Problem statement.
Collect every line below that contains the word "coffee", and copy each one out in full.

┌──

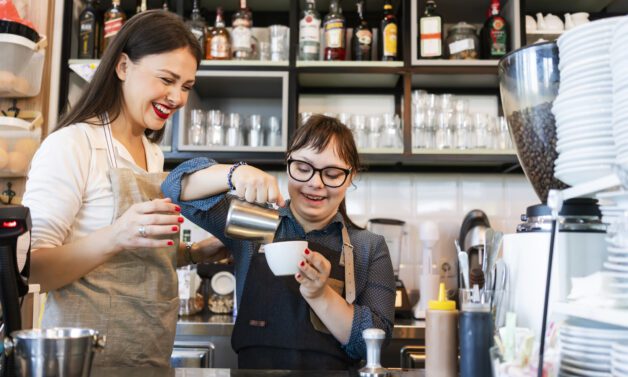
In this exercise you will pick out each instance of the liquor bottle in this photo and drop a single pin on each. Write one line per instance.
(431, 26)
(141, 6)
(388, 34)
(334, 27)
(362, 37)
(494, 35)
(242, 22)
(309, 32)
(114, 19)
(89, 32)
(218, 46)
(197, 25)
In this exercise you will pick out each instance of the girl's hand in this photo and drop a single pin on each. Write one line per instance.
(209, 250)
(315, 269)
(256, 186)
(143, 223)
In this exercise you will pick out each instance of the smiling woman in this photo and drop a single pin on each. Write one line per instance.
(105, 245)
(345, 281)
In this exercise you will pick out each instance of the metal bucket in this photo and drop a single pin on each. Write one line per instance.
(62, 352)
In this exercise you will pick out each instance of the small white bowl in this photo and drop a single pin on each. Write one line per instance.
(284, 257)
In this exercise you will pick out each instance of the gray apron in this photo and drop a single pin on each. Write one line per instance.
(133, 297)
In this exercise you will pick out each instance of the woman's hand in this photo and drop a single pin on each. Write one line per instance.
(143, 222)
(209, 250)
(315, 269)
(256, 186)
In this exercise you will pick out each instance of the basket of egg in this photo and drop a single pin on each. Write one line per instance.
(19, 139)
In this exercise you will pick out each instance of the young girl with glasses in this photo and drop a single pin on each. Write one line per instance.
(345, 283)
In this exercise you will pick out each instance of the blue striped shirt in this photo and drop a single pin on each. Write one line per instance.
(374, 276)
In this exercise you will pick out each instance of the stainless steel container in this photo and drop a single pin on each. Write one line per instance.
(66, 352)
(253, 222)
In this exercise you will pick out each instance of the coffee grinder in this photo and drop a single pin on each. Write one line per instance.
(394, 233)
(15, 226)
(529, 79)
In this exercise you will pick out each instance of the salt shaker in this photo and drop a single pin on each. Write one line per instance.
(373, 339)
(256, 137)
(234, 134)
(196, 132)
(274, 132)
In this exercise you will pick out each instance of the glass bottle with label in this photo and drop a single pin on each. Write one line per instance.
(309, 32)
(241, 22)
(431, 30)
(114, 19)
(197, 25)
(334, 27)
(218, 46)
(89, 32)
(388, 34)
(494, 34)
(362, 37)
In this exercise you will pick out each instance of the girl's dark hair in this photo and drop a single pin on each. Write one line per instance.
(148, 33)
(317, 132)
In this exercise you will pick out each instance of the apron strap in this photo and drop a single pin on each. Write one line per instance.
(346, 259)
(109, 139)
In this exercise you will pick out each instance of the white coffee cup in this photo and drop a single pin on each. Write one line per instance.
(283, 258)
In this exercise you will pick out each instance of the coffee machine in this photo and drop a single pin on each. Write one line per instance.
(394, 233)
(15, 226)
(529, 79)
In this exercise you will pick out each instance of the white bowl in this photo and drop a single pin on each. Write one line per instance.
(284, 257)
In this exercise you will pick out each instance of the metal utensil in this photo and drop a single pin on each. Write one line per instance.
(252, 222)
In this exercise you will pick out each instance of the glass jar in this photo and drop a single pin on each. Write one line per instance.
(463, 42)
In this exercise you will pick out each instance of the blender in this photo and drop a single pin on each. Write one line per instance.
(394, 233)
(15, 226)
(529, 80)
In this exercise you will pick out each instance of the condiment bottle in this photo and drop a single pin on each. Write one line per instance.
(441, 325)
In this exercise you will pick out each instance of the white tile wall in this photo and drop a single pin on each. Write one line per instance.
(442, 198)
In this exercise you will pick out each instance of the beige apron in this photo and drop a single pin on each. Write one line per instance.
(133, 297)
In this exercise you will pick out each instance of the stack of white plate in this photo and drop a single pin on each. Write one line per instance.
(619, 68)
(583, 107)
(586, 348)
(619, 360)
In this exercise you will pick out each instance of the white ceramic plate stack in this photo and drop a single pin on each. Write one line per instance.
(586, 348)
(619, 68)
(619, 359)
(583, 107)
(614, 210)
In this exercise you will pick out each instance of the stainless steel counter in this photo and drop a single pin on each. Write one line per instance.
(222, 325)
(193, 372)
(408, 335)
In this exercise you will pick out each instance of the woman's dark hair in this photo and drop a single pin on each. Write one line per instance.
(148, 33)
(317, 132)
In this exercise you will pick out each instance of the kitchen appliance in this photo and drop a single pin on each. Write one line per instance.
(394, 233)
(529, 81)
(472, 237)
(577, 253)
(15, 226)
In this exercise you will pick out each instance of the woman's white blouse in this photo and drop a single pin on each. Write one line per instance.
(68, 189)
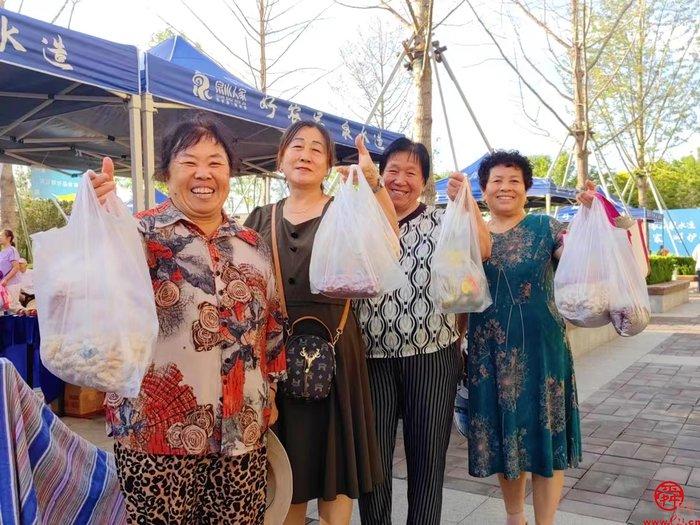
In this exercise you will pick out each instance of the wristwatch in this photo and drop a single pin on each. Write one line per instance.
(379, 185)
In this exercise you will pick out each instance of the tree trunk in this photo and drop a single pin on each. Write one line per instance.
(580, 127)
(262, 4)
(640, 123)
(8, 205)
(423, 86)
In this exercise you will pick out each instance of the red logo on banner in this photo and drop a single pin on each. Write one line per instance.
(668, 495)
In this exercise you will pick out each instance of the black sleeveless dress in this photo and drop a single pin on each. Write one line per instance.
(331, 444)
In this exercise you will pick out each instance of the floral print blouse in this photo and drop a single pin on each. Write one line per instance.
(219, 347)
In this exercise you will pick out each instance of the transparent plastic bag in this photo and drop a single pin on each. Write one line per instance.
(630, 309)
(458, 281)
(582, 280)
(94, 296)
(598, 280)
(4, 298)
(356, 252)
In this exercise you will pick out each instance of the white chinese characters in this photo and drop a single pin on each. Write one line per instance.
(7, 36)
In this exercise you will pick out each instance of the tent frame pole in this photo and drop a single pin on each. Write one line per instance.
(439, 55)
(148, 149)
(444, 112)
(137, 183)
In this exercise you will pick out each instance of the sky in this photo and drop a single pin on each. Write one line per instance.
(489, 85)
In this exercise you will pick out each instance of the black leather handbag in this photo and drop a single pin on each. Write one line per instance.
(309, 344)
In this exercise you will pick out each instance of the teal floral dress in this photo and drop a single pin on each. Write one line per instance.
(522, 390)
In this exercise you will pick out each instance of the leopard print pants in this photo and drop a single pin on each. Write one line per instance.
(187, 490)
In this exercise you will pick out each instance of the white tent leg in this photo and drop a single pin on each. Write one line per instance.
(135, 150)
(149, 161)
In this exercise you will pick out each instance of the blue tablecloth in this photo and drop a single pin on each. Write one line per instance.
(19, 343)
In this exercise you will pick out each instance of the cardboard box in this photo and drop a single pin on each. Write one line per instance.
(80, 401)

└──
┌──

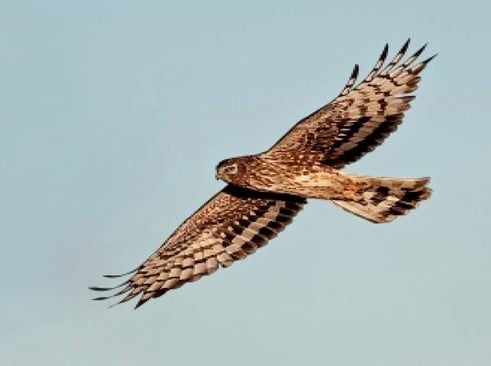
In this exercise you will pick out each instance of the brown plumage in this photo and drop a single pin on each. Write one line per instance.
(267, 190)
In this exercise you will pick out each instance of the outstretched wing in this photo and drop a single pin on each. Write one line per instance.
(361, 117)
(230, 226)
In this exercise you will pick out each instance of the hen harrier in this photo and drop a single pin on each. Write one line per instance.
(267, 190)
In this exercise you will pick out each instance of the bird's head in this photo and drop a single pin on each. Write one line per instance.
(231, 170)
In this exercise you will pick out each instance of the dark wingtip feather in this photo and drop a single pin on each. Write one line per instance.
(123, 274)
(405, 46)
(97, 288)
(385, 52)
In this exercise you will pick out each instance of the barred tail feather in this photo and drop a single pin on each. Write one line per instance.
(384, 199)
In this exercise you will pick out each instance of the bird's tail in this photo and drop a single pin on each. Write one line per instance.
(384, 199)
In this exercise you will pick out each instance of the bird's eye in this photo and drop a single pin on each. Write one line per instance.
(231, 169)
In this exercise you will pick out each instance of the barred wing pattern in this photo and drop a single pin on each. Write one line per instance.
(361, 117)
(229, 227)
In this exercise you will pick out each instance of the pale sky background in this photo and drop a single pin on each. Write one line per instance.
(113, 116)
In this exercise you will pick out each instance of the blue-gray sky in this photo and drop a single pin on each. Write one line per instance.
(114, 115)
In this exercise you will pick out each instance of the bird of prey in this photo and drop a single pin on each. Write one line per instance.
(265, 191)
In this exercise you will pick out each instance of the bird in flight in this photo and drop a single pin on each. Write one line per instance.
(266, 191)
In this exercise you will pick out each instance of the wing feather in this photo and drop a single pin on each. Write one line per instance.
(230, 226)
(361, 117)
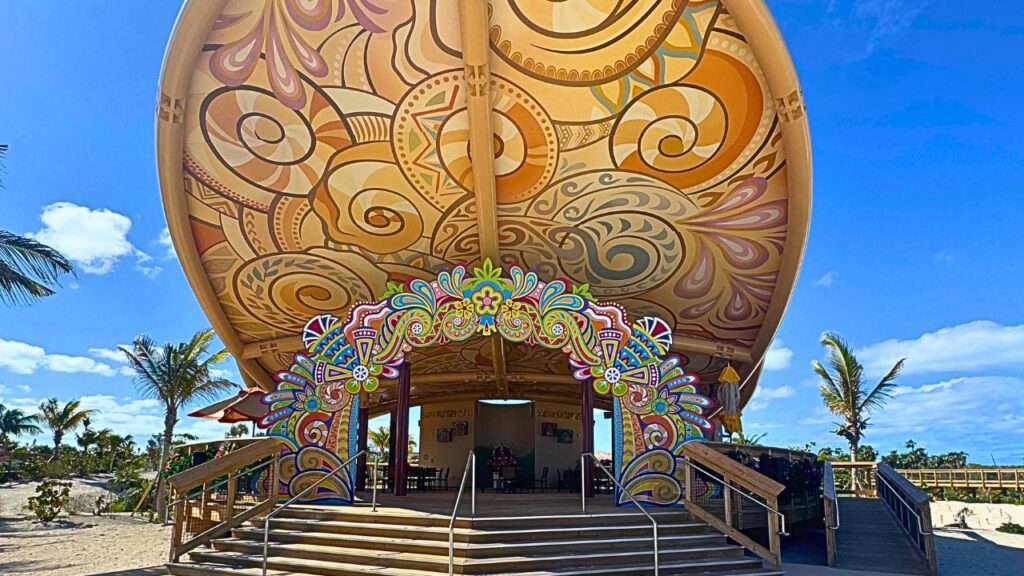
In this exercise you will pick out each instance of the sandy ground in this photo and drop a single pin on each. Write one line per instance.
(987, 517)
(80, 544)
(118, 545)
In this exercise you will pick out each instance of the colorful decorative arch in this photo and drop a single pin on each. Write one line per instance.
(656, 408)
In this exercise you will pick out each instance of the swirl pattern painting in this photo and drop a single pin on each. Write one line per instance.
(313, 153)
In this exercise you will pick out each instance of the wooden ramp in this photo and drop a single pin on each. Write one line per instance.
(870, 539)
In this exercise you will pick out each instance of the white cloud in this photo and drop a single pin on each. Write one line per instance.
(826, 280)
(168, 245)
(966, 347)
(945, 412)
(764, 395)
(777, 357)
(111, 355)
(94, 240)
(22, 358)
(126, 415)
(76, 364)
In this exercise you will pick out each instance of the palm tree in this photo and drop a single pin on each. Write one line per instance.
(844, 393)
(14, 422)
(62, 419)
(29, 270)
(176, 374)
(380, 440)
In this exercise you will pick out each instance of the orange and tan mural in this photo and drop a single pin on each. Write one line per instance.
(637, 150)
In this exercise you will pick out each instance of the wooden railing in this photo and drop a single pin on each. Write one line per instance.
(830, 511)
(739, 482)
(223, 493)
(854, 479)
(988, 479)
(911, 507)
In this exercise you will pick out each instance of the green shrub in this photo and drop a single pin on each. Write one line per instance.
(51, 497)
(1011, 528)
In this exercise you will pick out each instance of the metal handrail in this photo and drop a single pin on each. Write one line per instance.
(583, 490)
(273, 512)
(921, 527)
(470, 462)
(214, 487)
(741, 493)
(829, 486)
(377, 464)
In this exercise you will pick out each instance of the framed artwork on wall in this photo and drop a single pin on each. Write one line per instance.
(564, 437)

└──

The output.
In this exercise you will pick out each instance of the coffee grinder in this photo and drop a single pin on each. Write one line per instance.
In this exercise you will pick out each instance of the white coffee cup in this photo and drop a single pin on each. Write one line per instance.
In this exercise you will pick out each instance of the coffee machine in this photo and drop a single pin on each. Write one line per instance.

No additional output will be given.